* PAGE *
--------
Earlier this month, BBVA issued the first syndicated loan using its proprietary blockchain network. The loan, issued alongside a French and Japanese bank, is evidence of how innovative technology can help improve efficiency in the conservative banking industry.

Given the hype and controversy surrounding it, you’d be forgiven for thinking distributed ledger technology (DLT) wasn’t much more than a platform for dubious cryptocurrency activity. However, blockchain, a form of DLT, has the potential to transform the financial industry, as shown this month, when Spain’s BBVA completed the first ever international syndicated loan transaction, using its own blockchain network.

A syndicated loan refers to credit issued jointly by more than one lender. This often happens when the amount a borrower needs is too large to be issued by a single financial institution. The $4.6 trillion syndicated loan market is ripe for innovation. Until now, documents have often been shared via fax, thereby resulting in significant inefficiencies.

The €150 million loan issued by BBVA, France’s BNP Paribas, and Japan’s MUFG, to Spain’s Red Electrica Corporation, relied on BBVA’s proprietary blockchain network. These three banks, along with two legal firms, used this distributed ledger technology from the start of negotiations, right up to the signing of the final contract. Information was timestamped and shared instantly over a secure network, with the final contract assigned a unique identifier on the public Ethereum blockchain, in order to ensure its immutability without compromising the privacy of the parties involved.

BBVA’s participation in this deal isn’t just a one-off. Instead, it is an example of the firm’s commitment to innovation. The bank is eager to find new technological solutions that improve its clients’ experience, automate inefficient processes, and minimise operational risk. For example, last April, the bank issued the first corporate loan, using blockchain technology.
--------
* STORED DATA *
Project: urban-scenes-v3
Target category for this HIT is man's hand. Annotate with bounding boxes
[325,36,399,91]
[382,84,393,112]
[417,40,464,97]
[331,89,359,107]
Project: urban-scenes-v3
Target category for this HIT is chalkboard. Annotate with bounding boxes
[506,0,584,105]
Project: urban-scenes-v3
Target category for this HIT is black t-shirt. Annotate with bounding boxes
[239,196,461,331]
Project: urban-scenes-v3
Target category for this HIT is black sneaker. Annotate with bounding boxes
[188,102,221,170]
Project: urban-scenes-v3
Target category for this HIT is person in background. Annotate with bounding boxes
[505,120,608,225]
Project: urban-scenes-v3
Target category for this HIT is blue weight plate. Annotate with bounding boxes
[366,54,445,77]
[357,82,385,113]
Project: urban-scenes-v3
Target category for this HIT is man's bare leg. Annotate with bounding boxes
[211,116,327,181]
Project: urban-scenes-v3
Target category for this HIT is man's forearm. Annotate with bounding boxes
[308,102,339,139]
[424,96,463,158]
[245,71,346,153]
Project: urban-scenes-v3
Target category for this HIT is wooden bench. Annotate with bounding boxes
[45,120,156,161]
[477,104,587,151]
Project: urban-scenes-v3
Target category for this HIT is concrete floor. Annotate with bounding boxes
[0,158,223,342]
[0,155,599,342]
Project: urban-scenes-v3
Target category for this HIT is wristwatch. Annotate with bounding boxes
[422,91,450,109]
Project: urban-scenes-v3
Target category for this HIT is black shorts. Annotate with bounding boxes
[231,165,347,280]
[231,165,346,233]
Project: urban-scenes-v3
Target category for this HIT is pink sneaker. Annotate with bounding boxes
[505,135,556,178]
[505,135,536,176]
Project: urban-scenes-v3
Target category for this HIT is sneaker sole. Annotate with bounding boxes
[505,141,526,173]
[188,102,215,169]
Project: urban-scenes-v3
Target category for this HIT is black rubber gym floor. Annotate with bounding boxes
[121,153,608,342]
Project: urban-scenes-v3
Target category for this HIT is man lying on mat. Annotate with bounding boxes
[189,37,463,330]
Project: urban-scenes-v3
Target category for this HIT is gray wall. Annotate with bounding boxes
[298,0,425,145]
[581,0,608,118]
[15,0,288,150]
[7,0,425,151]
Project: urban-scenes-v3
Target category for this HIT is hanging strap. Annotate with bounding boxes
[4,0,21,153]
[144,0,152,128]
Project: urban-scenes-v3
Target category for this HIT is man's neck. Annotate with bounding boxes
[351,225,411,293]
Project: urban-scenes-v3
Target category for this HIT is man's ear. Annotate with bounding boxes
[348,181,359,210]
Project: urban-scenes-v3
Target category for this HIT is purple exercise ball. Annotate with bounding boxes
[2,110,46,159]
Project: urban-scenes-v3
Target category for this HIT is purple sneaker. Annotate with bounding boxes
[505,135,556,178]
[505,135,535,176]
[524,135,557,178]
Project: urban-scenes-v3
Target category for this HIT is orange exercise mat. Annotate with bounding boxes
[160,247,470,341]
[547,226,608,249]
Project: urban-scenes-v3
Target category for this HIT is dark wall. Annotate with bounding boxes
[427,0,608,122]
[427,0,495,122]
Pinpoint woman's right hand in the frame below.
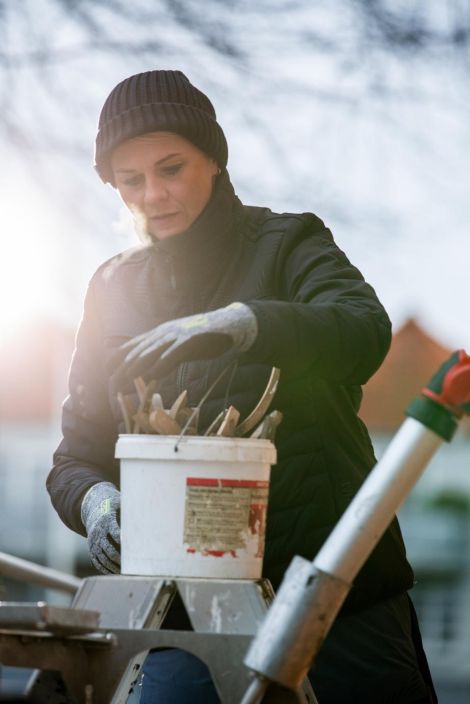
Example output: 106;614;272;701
81;482;121;574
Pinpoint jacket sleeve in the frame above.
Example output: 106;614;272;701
47;279;117;535
247;215;391;385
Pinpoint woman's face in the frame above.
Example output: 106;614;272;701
111;132;219;240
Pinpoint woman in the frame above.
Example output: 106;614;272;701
48;71;432;704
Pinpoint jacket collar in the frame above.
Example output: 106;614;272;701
152;171;244;284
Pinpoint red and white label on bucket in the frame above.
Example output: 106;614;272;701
183;477;269;558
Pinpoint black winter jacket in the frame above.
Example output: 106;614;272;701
47;178;413;609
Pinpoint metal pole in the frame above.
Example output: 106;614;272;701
313;418;444;583
243;350;470;704
0;552;82;594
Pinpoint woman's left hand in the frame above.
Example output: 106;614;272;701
117;302;258;378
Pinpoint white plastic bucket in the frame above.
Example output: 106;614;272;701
116;434;276;579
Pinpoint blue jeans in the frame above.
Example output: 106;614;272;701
140;648;219;704
140;594;436;704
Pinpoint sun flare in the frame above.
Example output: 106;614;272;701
0;186;63;343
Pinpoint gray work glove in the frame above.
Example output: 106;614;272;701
81;482;121;574
117;303;258;378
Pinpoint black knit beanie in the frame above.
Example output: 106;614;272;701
95;71;228;185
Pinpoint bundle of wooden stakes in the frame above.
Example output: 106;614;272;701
117;367;282;441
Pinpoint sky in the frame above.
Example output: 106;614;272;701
0;0;470;351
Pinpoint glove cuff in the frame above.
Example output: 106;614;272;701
223;301;258;352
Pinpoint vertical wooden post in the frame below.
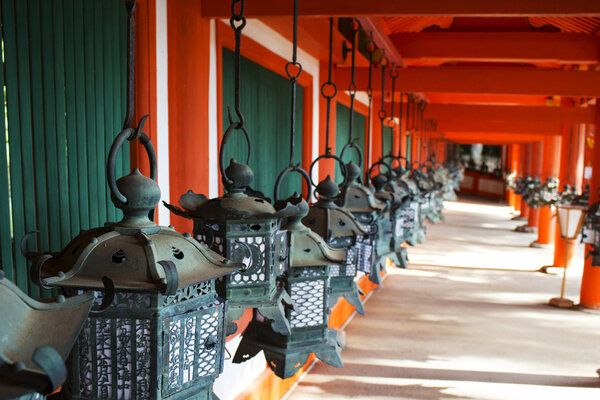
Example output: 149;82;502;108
580;104;600;309
532;135;561;247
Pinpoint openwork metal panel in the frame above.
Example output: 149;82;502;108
290;279;325;328
163;300;224;396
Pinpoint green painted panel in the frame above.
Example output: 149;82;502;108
0;0;129;297
335;103;367;182
383;126;394;155
223;49;303;198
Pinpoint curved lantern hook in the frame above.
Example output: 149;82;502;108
219;116;252;184
308;154;348;187
273;164;312;203
340;138;363;167
106;115;156;204
367;159;392;186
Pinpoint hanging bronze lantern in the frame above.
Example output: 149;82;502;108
369;161;409;268
165;0;292;335
0;271;94;400
27;123;242;399
302;175;369;315
336;162;389;285
168;160;292;334
233;194;346;379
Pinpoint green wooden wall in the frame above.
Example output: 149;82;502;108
0;0;129;297
222;49;303;198
335;103;367;183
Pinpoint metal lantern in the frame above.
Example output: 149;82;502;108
371;171;408;268
32;127;242;399
549;204;586;308
394;166;425;246
233;195;346;379
0;271;94;399
168;159;292;334
302;177;369;315
583;202;600;267
336;161;389;284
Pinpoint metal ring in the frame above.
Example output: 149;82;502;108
321;81;337;99
106;115;156;204
308;154;348;187
367;159;392;180
285;61;302;79
340;139;362;167
219;123;251;184
273;164;312;203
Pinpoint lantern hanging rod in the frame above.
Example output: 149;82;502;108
123;0;135;129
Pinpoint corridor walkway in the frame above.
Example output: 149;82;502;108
287;198;600;400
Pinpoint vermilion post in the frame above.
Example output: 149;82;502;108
520;143;533;218
527;141;544;228
580;103;600;309
537;135;561;245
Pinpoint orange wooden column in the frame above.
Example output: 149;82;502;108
508;144;521;211
129;0;157;176
537;135;561;246
519;143;533;218
527;141;544;228
580;104;600;309
552;125;585;268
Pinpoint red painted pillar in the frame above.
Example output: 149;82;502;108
533;135;561;246
527;141;544;228
507;144;521;211
580;104;600;309
519;143;533;218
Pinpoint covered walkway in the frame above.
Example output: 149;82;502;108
288;200;600;400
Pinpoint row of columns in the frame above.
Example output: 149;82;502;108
508;105;600;309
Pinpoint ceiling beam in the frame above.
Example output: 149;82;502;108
390;32;600;64
437;121;562;135
201;0;600;18
425;103;596;124
335;66;600;97
431;132;544;145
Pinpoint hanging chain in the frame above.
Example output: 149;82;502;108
378;49;388;157
228;0;246;129
398;92;404;157
321;18;337;155
367;31;375;166
348;19;359;143
285;0;302;165
219;0;252;185
273;0;312;202
123;0;135;129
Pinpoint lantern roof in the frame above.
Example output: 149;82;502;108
0;271;95;398
33;131;243;294
336;161;385;213
275;193;346;268
302;175;368;240
165;158;280;223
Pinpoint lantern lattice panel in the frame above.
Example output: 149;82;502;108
163;301;223;395
290;279;325;328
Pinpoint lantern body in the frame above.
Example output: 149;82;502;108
233;195;346;379
336;162;389;284
31;129;243;400
556;204;586;240
302;176;368;314
194;214;289;333
69;281;226;400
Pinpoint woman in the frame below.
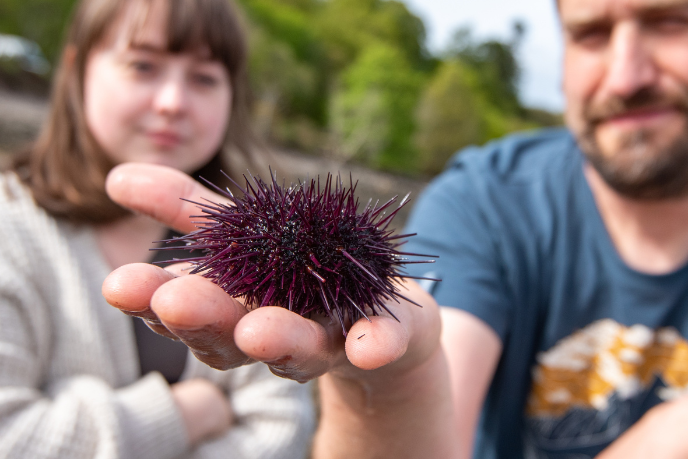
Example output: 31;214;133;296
0;0;313;459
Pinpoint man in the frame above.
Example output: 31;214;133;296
104;0;688;459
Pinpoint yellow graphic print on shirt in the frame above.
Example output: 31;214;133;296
526;319;688;418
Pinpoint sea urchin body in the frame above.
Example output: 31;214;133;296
163;174;434;334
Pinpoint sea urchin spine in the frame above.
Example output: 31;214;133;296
159;173;436;335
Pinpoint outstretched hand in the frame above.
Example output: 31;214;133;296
103;164;440;381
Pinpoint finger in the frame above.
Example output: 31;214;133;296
345;281;441;370
105;163;226;233
102;263;177;339
346;317;409;370
151;276;251;370
234;306;346;382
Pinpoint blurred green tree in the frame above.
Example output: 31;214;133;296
330;43;424;172
0;0;76;64
415;59;489;174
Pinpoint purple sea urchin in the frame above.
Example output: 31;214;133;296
161;174;436;335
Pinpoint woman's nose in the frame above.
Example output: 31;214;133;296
154;75;188;116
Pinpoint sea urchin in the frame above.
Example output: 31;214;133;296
161;173;436;335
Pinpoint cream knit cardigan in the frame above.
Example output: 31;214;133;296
0;174;314;459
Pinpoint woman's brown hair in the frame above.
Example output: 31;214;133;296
12;0;251;224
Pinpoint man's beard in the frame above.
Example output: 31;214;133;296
577;88;688;199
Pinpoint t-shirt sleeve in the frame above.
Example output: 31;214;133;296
403;166;513;341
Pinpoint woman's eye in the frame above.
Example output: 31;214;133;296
129;61;155;74
193;74;218;88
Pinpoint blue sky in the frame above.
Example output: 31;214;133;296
403;0;564;111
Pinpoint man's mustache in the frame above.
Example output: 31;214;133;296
583;88;688;125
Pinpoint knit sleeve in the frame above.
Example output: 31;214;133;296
0;257;188;459
189;360;315;459
0;174;189;459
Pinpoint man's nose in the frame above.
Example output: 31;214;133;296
603;22;658;97
154;75;188;116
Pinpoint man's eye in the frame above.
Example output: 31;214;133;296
646;15;688;33
571;26;610;47
129;61;155;73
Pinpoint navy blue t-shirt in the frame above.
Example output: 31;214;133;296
404;129;688;459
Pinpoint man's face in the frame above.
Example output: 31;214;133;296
559;0;688;199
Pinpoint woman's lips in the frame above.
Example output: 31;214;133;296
148;131;182;148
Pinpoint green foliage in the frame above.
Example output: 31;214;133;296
0;0;76;63
0;0;561;178
416;60;489;174
330;43;423;172
313;0;428;71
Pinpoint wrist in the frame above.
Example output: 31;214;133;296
170;379;232;445
314;347;457;459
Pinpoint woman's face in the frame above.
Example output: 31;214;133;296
84;1;232;173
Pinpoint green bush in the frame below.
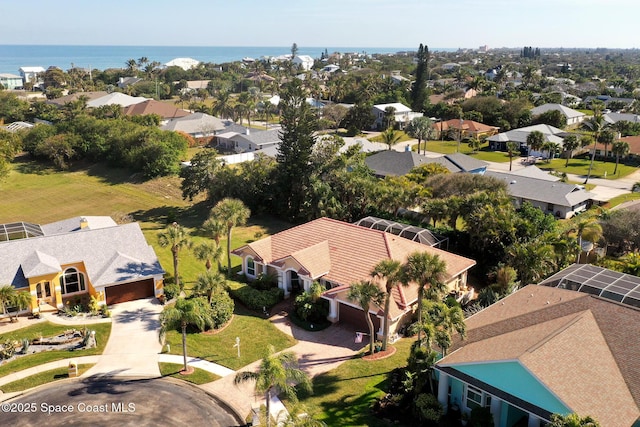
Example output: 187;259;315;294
211;291;235;329
230;285;284;310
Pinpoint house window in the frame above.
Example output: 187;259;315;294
467;385;482;409
60;267;85;294
247;258;256;276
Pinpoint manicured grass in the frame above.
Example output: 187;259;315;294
158;362;220;385
0;322;111;377
299;338;412;426
166;304;296;370
0;364;93;393
536;158;638;180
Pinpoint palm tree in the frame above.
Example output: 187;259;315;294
193;240;222;271
611;141;630;175
562;133;580;168
403;252;447;342
194;271;227;304
158;222;192;291
0;285;31;319
507;141;520;172
405;116;435;154
233;345;311;427
371;259;401;351
159;298;213;372
211;197;251;276
347;281;384;354
380;128;402;150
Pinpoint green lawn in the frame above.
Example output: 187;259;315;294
158;362;220;385
0;322;111;377
300;338;412;427
166;304;296;370
0;364;93;393
536;158;638;179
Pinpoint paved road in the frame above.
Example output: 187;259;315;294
0;376;245;427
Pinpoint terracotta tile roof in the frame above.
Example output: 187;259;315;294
123;99;191;119
233;218;475;307
438;285;640;426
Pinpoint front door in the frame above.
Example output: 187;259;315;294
36;282;55;306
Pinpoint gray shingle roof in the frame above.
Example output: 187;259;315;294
485;171;595;206
0;221;164;288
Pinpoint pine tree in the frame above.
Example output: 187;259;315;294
276;79;318;221
411;43;430;111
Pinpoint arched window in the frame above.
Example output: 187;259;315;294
247;257;256;276
60;267;86;294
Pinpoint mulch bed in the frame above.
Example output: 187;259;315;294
362;346;396;360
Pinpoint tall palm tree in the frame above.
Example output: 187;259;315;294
562;133;580;168
371;259;402;351
506;141;520;172
194;271;227;304
347;281;384;354
380;128;402;150
193;240;222;271
211;197;251;276
403;252;447;342
611;141;630;175
234;345;311;427
158;222;192;291
159;298;213;372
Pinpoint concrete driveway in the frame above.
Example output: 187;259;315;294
86;298;163;378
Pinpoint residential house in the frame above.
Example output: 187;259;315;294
485;171;596;219
292;55;315;71
372;102;422;130
487;124;567;156
435;280;640;427
531;104;587;127
432;119;500;140
123;99;191;125
161;113;226;138
0;216;164;313
164;58;200;71
364;150;488;178
232;218;475;335
19;67;46;87
0;73;24;90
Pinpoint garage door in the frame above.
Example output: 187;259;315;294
340;304;380;333
105;279;154;305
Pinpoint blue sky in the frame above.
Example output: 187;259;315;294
0;0;640;48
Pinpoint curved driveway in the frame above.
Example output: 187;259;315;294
0;376;245;427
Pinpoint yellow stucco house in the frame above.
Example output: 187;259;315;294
0;216;164;313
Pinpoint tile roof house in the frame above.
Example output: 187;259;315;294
364;150;488;178
0;216;164;312
436;285;640;427
371;102;422;130
531;104;587;126
433;119;499;139
232;218;475;334
485;171;595;219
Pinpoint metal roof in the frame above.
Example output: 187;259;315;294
540;264;640;308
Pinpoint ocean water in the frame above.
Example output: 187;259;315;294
0;45;455;74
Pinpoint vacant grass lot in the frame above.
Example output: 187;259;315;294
0;364;93;393
300;338;412;427
0;322;111;377
166;304;296;370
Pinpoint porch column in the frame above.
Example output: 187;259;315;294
327;299;338;323
491;396;502;427
527;413;540;427
438;371;449;413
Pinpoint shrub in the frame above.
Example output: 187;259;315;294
211;291;235;329
231;285;284;310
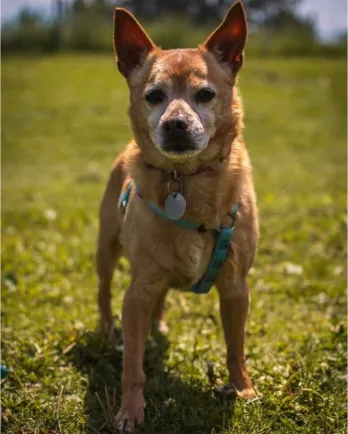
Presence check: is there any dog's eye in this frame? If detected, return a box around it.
[195,87,215,102]
[145,89,165,105]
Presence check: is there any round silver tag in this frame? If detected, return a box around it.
[164,193,186,220]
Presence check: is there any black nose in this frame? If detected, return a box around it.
[163,118,188,132]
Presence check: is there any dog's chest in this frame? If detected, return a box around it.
[173,231,213,287]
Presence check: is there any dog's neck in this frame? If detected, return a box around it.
[129,138,244,228]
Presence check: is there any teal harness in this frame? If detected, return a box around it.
[119,181,238,294]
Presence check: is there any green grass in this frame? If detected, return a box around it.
[0,55,348,434]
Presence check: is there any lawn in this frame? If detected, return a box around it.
[0,54,348,434]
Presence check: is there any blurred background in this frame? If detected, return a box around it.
[0,0,348,56]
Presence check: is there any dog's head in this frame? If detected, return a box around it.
[114,2,247,160]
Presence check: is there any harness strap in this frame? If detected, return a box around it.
[119,180,238,294]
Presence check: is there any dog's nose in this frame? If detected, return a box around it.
[163,118,188,132]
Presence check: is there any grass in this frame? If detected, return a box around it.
[0,55,348,434]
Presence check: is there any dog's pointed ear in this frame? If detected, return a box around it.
[114,8,156,77]
[203,1,248,73]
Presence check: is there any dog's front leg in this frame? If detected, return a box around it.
[218,280,255,398]
[116,278,166,432]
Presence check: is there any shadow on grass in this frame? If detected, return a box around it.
[72,322,234,434]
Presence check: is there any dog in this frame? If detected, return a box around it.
[97,1,259,432]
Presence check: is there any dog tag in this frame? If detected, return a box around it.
[164,193,186,220]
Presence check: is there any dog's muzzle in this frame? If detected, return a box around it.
[162,118,198,154]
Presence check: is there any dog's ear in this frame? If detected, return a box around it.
[203,1,248,73]
[114,8,155,77]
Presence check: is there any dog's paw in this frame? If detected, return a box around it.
[115,403,144,433]
[236,387,256,399]
[151,319,169,335]
[216,384,257,399]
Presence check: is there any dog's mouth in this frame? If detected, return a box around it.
[160,132,202,158]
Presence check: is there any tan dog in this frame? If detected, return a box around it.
[97,2,258,432]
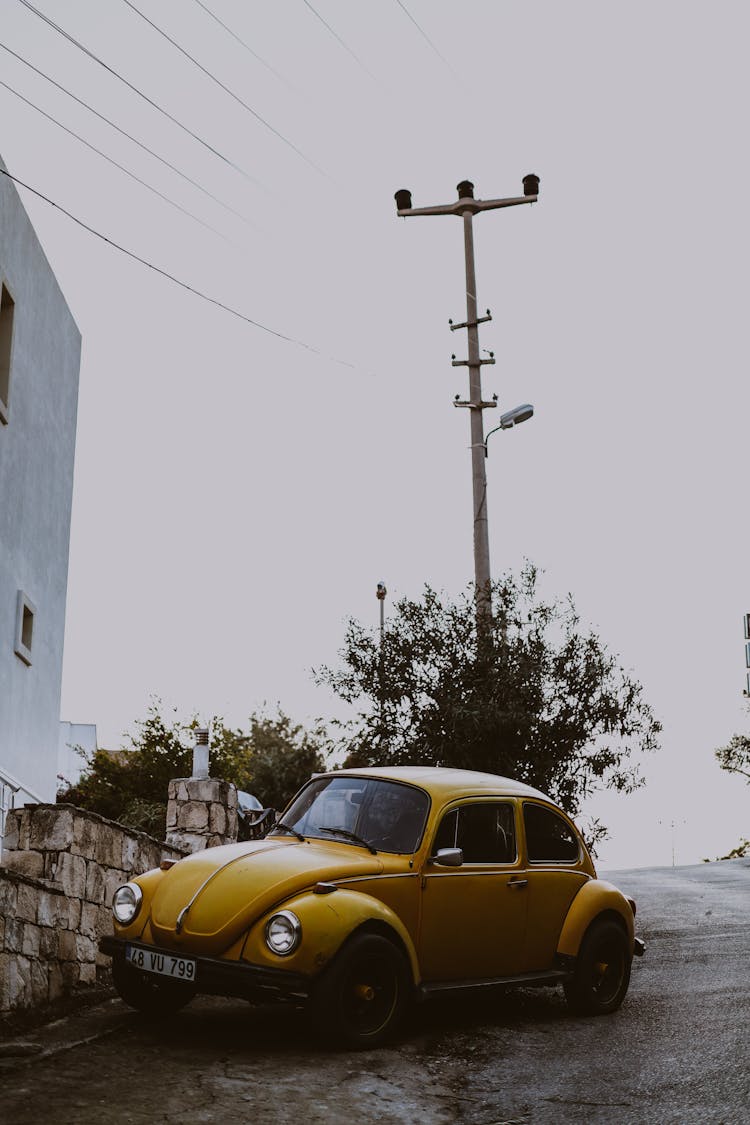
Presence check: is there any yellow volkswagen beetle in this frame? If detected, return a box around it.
[101,766,643,1046]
--------
* SET PROBLEM 1 *
In the article about BBVA's blockchain loan, what was the value of the loan issued to Red Electrica Corporation?
* SET PROBLEM 2 *
Carry on the article about BBVA's blockchain loan, picking up after its last sentence.
The records are from a separate source.

* FINAL ANSWER 1 *
€150 million

* FINAL ANSWER 2 *
Spain’s BBVA and Banco Santander are amongst the 5 banks participating in the European Union’s initiative to promote blockchain by the International Association for Trusted Blockchain Applications (IATBA). Copyright: whiteMocca / Shutterstock.com

As explained by Ricardo Laiseca, Head of Global Finance at BBVA, when he said, “BBVA is simplifying the processes related to corporate financing, and is betting on the use of new technologies, like blockchain, to digitise loan negotiations and contracting. We work with our corporate clients to be able to provide them with the most innovative financing solutions.”

There’s good reason to believe that syndicated loans won’t be the only area of finance transformed by distributed ledger technology. In fact, a study conducted by Accenture estimates that by 2025, investment banks that use DLT could see their compliance costs drop by as much as 50%. Other financial services that could benefit from the deployment of DLT include clearing and settlement, payments, and trade finance. DLT will make it easier to share authenticated documents with numerous parties, verify client and counterparty identities, and reduce the reliance on manual, error prone processes.

That said, the benefits of DLT may be undermined by the development of different platforms. DLT will only work if the systems designed by each individual bank can also communicate with those platforms utilised by other financial institutions.  Thus, banks will need to continue to work in tandem to ensure the benefits of DLT are not diluted by the development of separate platforms.

Interestingly, Spanish banks are increasingly at the forefront of adopting innovative technology for traditional financial services. For example, earlier this year, Banco Santander launched On Pay FX, a payments app. It was the first time an international bank has harnessed the power of blockchain to facilitate online payment transfers.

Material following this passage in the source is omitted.